_Records shown:_
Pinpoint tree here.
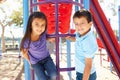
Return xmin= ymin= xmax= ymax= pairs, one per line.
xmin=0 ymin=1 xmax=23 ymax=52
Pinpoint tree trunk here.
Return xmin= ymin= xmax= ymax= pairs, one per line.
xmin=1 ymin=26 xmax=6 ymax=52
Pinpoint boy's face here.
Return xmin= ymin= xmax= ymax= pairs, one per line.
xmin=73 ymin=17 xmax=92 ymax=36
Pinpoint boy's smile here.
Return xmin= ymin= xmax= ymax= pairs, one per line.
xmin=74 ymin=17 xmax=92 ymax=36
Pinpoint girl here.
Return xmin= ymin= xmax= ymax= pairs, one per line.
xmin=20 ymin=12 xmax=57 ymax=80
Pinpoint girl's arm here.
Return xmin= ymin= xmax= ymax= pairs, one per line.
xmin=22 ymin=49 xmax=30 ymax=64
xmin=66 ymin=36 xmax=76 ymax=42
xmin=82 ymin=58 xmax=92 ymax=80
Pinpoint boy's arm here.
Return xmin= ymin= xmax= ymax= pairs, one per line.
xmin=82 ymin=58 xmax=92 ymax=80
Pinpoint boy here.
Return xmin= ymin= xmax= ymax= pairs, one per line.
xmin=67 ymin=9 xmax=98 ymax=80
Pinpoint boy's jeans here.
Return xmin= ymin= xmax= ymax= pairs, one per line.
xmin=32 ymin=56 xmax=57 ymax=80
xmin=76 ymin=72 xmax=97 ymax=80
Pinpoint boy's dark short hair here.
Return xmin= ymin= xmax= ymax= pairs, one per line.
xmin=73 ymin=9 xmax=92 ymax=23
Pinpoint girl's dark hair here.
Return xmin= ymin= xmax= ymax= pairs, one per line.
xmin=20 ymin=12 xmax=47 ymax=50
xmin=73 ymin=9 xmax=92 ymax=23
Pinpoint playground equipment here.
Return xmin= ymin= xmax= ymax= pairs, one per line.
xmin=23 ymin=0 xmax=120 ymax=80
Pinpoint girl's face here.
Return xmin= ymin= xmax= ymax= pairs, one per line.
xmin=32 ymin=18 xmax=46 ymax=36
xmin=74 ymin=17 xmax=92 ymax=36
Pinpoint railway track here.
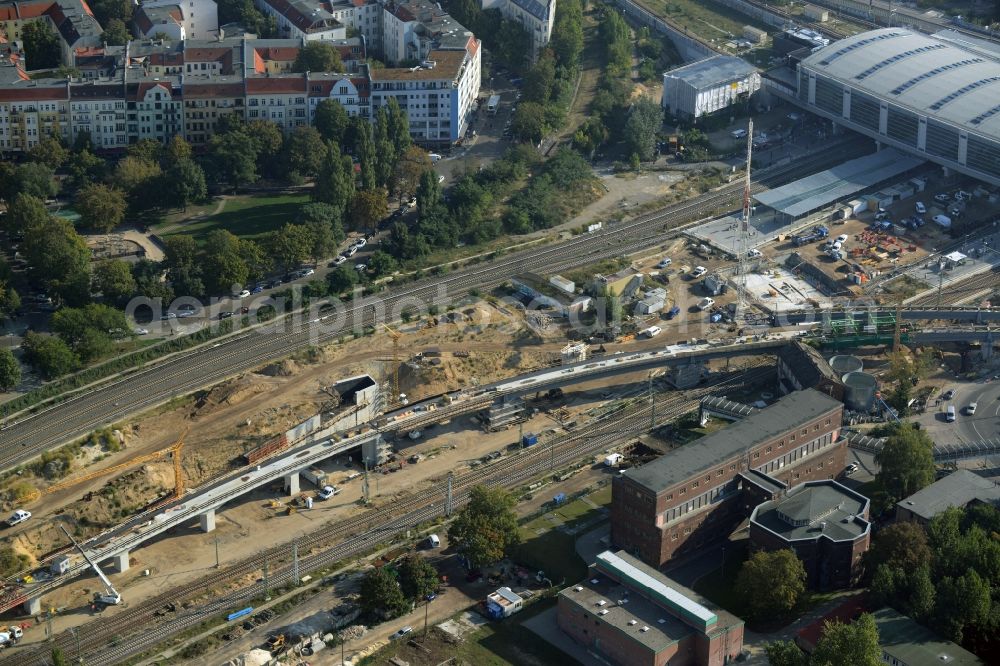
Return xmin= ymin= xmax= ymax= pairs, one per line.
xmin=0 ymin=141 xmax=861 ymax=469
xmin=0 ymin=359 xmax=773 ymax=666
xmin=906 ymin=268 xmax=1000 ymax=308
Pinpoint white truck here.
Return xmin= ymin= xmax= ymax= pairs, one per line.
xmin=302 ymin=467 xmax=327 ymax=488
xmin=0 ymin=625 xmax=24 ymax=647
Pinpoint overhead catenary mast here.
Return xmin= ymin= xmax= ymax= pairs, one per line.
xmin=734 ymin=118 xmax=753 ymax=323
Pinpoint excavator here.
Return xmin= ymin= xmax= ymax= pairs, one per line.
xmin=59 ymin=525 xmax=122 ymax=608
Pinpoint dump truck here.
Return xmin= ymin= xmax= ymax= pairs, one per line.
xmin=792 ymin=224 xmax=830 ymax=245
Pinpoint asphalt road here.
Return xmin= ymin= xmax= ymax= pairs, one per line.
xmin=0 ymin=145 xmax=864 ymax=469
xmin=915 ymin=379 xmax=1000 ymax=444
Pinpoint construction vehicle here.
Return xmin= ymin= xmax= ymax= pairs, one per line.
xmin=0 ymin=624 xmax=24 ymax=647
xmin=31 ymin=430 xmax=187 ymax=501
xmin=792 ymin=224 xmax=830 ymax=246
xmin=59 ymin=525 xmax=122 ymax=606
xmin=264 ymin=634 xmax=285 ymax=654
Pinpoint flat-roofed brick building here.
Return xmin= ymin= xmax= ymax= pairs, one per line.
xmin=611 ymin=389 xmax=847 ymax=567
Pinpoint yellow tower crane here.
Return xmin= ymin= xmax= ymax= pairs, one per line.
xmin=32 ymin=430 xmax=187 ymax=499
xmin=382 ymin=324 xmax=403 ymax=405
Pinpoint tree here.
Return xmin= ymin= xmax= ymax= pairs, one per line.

_What this task involves:_ Omitting all images, print the listing exactly.

_Answer to this problem:_
Pinpoint tree here.
Return xmin= ymin= xmax= ymax= pairs, one per line.
xmin=0 ymin=1 xmax=23 ymax=52
Pinpoint tree trunk here.
Return xmin= ymin= xmax= ymax= pairs, one per line.
xmin=1 ymin=26 xmax=6 ymax=52
Pinpoint boy's face here.
Return xmin= ymin= xmax= ymax= pairs, one per line.
xmin=73 ymin=17 xmax=92 ymax=36
Pinpoint boy's smile here.
Return xmin= ymin= xmax= ymax= pairs, one per line.
xmin=74 ymin=17 xmax=92 ymax=36
Pinpoint girl here.
Return xmin= ymin= xmax= ymax= pairs, one per line.
xmin=20 ymin=12 xmax=57 ymax=80
Pinpoint girl's arm here.
Return xmin= ymin= xmax= ymax= pairs, one per line.
xmin=22 ymin=49 xmax=30 ymax=64
xmin=66 ymin=36 xmax=76 ymax=42
xmin=82 ymin=58 xmax=92 ymax=80
Pinpoint boy's arm here.
Return xmin= ymin= xmax= ymax= pairs, one per line.
xmin=82 ymin=58 xmax=92 ymax=80
Pinpoint boy here.
Return xmin= ymin= xmax= ymax= pairs, one per line.
xmin=67 ymin=9 xmax=98 ymax=80
Pinpoint boy's jeans here.
Return xmin= ymin= xmax= ymax= pairs, one per line.
xmin=32 ymin=56 xmax=57 ymax=80
xmin=76 ymin=72 xmax=97 ymax=80
Pinpoint boy's dark short hair here.
Return xmin= ymin= xmax= ymax= pairs, one per line.
xmin=73 ymin=9 xmax=92 ymax=23
Pinpoint girl's dark hair here.
Return xmin= ymin= xmax= ymax= pairs, one per line.
xmin=20 ymin=12 xmax=47 ymax=50
xmin=73 ymin=9 xmax=92 ymax=23
Pinpoint playground equipment here.
Return xmin= ymin= xmax= ymax= pairs, one per line.
xmin=23 ymin=0 xmax=120 ymax=80
Pinpoint girl's face here.
Return xmin= ymin= xmax= ymax= pairs, one per line.
xmin=32 ymin=18 xmax=46 ymax=36
xmin=74 ymin=17 xmax=92 ymax=36
Pinpoint railway track here.
Return xmin= ymin= xmax= ymax= pairs, one per line.
xmin=0 ymin=141 xmax=861 ymax=469
xmin=0 ymin=359 xmax=773 ymax=666
xmin=906 ymin=268 xmax=1000 ymax=308
Pinpoint white truck here.
Return xmin= ymin= xmax= ymax= pairs, one per line.
xmin=302 ymin=467 xmax=327 ymax=488
xmin=0 ymin=625 xmax=24 ymax=647
Pinpoint overhead catenary mast here.
Return xmin= ymin= xmax= ymax= pairs, one per line.
xmin=734 ymin=118 xmax=753 ymax=323
Pinpoint excavator here.
Return xmin= ymin= xmax= ymax= pairs, one per line.
xmin=59 ymin=525 xmax=122 ymax=608
Pinpoint dump truck here.
Return xmin= ymin= xmax= ymax= pairs, one per line.
xmin=792 ymin=224 xmax=830 ymax=245
Pinpoint asphalt road here.
Return xmin= ymin= xmax= ymax= pairs, one per line.
xmin=0 ymin=145 xmax=864 ymax=469
xmin=915 ymin=379 xmax=1000 ymax=444
Pinpoint construction vehicle here.
Return xmin= ymin= xmax= ymax= pairs, one per line.
xmin=0 ymin=624 xmax=24 ymax=647
xmin=31 ymin=430 xmax=187 ymax=501
xmin=792 ymin=224 xmax=830 ymax=246
xmin=59 ymin=525 xmax=122 ymax=606
xmin=264 ymin=634 xmax=285 ymax=654
Pinpoint flat-roofed brick building here.
Return xmin= ymin= xmax= ymax= pairs, one per line.
xmin=611 ymin=389 xmax=847 ymax=567
Pinpoint yellow tower crane here.
Return xmin= ymin= xmax= ymax= pairs, one per line.
xmin=32 ymin=430 xmax=187 ymax=499
xmin=382 ymin=324 xmax=403 ymax=405
Pinpoint tree here.
Return xmin= ymin= xmax= ymax= pairs, one per line.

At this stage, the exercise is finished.